Task description
Which lines below hold the word "pixel"? Copy all of them.

Entries supplied
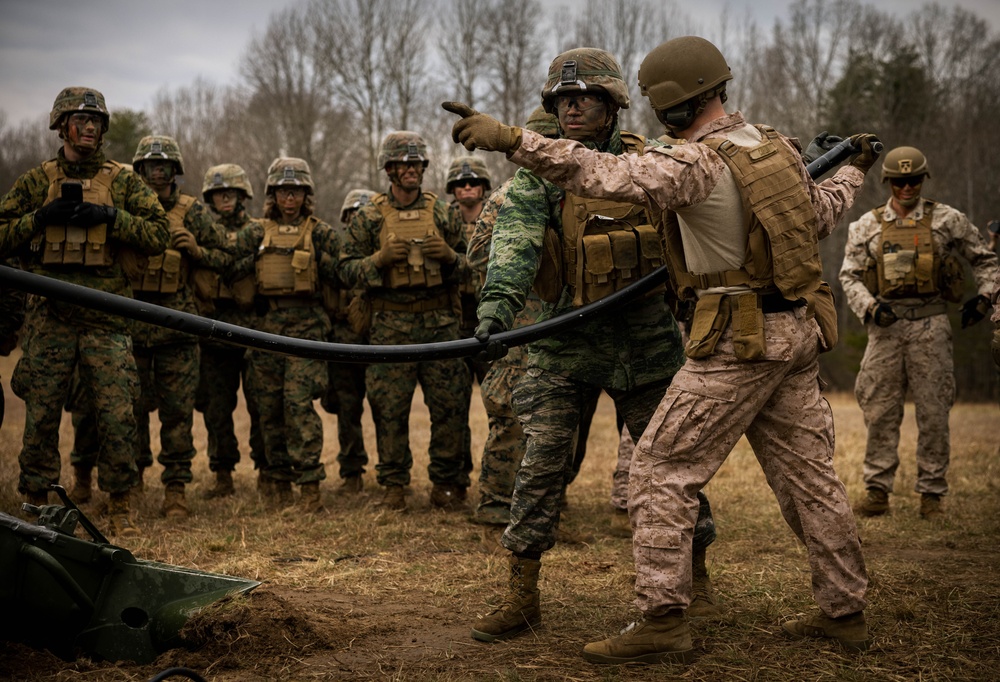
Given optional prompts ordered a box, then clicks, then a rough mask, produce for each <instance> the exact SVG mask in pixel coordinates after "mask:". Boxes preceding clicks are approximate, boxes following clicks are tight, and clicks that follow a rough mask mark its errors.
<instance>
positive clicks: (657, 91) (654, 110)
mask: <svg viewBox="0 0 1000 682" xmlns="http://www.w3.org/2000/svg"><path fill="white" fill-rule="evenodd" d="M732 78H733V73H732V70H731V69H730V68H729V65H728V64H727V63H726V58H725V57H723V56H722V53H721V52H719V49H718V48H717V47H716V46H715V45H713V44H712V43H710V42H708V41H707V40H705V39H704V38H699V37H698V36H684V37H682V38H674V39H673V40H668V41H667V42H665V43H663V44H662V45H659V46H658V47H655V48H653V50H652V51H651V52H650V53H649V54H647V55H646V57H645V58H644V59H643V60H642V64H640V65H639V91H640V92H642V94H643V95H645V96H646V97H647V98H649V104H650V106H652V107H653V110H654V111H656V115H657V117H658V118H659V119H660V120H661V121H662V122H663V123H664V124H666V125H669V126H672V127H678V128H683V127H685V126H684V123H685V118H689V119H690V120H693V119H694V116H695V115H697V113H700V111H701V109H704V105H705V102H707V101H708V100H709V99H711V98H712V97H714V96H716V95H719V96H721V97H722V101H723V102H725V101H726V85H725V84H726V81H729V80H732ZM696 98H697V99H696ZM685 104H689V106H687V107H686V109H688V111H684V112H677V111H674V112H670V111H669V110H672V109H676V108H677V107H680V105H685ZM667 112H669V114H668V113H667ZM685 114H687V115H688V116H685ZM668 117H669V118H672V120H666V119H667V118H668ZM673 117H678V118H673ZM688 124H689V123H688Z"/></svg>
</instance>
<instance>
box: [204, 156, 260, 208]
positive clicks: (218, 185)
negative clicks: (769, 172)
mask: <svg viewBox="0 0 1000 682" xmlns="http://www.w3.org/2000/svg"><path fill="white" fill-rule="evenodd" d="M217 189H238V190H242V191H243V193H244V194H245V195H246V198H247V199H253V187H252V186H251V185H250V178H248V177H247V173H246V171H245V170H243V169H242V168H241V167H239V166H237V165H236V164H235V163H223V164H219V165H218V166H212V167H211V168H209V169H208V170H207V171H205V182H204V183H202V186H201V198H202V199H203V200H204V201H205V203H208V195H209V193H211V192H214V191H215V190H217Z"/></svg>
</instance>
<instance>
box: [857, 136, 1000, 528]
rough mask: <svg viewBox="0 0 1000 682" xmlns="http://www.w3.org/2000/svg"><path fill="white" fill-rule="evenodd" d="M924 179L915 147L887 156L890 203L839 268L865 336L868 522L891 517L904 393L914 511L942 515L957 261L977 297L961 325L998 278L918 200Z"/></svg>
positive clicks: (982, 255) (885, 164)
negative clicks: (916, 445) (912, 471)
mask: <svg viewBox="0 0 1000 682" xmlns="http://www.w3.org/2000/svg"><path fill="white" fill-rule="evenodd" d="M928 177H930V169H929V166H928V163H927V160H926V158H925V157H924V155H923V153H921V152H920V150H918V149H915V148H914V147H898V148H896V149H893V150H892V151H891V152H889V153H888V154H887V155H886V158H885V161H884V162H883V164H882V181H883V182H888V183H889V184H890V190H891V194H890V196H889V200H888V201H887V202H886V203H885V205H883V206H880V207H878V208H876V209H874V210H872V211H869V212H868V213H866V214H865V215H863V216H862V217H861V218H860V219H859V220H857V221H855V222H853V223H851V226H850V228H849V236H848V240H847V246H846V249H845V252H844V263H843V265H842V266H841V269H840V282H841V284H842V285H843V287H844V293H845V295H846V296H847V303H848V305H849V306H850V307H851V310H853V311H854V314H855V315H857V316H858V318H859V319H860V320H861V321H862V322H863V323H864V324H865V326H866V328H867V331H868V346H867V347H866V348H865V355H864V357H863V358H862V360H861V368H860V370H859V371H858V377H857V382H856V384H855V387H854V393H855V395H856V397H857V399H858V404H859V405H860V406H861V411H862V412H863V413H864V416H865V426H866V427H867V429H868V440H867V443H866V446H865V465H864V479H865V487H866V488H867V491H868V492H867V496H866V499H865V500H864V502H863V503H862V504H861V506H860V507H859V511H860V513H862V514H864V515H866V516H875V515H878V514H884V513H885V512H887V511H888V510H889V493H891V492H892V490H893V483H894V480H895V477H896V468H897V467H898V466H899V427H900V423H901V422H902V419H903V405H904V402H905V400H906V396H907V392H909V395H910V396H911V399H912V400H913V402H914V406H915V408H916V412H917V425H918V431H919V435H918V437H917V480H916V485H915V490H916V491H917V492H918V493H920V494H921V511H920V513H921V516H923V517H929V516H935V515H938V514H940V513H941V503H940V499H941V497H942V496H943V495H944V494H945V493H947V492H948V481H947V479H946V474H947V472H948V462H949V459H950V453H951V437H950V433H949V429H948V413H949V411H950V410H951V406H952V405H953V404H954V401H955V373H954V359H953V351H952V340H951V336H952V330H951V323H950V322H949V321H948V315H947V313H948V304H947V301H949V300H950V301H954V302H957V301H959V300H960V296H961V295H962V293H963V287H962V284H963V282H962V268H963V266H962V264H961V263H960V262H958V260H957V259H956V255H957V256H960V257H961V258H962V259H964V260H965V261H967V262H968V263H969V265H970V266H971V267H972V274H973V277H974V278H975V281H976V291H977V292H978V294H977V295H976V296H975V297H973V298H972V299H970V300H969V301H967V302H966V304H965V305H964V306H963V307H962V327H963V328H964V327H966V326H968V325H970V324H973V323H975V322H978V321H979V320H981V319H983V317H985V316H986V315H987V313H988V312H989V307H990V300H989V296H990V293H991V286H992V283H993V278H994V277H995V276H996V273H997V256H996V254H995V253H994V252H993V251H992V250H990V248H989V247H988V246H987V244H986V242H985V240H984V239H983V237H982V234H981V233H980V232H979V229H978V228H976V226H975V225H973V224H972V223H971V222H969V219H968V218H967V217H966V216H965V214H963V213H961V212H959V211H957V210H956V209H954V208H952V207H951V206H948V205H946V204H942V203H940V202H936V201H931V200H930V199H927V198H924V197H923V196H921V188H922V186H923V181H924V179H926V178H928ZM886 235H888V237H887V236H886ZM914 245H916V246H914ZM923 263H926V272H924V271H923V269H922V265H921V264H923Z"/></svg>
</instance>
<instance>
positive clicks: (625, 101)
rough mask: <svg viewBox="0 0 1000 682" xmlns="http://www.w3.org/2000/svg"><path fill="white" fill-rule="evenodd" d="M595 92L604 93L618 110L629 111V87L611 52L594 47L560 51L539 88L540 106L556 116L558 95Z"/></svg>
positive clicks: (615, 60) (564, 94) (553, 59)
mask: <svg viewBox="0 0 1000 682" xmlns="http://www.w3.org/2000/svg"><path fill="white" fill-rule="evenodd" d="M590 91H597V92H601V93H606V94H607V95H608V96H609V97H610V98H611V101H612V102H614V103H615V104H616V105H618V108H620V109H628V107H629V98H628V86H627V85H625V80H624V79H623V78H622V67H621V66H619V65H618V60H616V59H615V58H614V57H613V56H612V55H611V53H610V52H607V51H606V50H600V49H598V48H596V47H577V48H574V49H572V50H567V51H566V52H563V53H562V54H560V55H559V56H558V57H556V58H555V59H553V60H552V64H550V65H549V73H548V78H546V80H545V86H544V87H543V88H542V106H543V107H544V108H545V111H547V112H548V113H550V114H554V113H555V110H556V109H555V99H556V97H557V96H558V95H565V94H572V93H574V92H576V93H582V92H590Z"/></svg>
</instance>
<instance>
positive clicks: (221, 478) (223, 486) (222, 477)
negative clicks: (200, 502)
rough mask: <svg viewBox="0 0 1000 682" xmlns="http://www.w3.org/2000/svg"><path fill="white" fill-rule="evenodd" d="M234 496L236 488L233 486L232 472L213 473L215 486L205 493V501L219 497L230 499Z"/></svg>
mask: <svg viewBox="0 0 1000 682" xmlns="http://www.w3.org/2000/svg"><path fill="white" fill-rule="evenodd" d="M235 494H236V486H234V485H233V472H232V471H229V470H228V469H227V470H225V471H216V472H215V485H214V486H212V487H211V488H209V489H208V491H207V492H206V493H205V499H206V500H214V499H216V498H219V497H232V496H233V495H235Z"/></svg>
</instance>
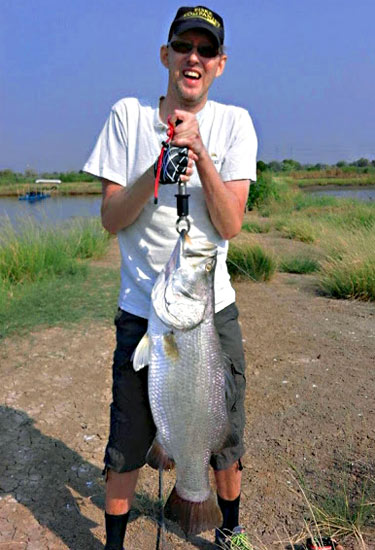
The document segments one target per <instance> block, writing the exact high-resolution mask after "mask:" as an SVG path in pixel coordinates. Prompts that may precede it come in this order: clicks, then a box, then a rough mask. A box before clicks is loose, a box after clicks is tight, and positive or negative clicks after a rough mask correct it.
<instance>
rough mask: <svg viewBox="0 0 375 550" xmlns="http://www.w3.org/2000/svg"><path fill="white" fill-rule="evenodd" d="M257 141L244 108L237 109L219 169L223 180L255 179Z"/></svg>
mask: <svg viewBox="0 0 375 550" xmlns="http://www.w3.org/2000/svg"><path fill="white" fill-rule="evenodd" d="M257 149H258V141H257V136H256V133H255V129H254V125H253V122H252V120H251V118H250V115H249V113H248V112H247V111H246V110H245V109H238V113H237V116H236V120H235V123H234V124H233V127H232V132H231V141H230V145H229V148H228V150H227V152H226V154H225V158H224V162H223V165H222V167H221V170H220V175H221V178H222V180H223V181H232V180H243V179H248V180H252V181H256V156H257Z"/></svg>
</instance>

Problem solution
Given optional prompts ordered a box, then clicks, then a rough mask, produce for each <instance> the exact SVG mask in pixel coordinates after "mask:". Boxes preceding clicks are approximate, boxes following clicks are tight, and clicks that follow a rough mask mark its errors.
The document segments one target per <instance> block, writing the exact high-resolution mask after "mask:" as an SVG path in pixel coordinates. Prompts that may precede it come in this order: clicks, then a box, then a rough mask. A box before clicks is loose, a box after clicks is tight, and positive or negative clicks after a rough mask correct it.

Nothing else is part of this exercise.